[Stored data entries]
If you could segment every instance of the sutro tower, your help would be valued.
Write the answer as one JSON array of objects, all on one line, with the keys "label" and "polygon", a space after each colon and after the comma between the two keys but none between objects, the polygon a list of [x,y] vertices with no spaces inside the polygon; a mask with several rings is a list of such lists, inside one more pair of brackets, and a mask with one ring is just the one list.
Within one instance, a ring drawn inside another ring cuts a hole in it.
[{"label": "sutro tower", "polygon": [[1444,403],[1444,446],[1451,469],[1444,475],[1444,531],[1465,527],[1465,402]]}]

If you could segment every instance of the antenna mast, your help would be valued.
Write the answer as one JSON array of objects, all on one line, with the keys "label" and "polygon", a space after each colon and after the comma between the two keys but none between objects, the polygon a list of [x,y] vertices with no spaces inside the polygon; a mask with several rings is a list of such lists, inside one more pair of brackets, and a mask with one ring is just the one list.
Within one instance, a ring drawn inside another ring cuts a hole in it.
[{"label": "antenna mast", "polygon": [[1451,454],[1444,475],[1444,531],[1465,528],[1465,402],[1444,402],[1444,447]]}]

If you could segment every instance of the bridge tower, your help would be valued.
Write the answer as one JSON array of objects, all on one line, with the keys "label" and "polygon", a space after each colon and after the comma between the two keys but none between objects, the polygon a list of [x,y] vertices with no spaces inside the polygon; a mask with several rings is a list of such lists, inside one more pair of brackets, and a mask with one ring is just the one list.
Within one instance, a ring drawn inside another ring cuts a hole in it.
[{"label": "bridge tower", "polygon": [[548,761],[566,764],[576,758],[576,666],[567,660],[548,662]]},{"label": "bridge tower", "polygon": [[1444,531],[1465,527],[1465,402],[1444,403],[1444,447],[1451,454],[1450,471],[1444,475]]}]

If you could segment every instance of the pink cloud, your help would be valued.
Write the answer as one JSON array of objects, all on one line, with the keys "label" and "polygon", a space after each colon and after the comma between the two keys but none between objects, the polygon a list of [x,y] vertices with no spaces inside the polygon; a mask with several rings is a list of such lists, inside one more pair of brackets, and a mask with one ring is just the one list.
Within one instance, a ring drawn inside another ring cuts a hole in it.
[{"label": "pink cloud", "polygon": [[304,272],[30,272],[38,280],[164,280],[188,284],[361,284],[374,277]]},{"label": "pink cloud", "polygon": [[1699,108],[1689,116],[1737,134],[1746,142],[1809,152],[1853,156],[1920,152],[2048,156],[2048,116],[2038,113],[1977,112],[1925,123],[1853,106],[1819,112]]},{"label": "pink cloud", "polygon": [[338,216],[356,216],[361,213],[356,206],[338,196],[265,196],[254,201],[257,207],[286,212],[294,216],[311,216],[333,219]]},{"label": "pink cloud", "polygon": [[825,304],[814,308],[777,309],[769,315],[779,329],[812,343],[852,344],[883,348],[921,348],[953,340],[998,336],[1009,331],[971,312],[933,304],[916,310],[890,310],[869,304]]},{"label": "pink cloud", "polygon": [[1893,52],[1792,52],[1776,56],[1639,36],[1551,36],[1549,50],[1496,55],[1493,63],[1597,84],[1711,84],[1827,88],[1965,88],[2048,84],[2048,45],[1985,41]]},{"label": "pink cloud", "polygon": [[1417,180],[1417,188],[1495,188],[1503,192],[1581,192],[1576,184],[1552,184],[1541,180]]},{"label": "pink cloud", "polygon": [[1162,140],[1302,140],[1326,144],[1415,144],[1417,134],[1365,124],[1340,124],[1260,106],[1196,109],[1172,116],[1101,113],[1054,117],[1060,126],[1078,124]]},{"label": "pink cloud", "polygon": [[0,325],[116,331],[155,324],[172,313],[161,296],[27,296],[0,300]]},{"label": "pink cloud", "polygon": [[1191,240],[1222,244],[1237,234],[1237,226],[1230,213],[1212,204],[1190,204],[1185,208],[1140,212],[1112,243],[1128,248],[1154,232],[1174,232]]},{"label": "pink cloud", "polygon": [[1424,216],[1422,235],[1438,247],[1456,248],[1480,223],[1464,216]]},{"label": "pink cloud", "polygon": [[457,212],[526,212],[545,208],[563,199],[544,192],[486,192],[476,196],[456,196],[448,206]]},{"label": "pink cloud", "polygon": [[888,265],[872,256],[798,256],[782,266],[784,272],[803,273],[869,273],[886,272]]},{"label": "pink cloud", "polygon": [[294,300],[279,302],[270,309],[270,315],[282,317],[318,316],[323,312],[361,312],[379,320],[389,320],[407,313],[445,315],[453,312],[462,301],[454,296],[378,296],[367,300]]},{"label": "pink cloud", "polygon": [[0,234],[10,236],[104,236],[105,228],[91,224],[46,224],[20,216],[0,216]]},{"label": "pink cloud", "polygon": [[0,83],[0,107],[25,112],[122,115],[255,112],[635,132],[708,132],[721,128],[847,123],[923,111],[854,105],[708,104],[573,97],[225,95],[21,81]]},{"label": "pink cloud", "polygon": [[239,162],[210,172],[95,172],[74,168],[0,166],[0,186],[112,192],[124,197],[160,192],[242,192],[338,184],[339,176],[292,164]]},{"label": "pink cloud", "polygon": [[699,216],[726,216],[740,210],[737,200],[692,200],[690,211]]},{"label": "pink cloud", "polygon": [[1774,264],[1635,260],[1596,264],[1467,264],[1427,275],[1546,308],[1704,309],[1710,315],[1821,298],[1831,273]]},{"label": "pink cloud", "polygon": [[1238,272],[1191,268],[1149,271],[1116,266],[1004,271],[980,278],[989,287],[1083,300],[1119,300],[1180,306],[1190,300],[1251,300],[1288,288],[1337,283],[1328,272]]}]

- WHAT TO DO
Check each line of the records for the string "valued" and copy those that have it.

- SOLVED PROBLEM
If you could segment every instance of the sutro tower, your help would be valued.
If you could segment every instance of the antenna mast, your help would be valued.
If you could segment every instance of the bridge tower, your help would be valued.
If you could segment every instance of the pink cloud, your help would be valued.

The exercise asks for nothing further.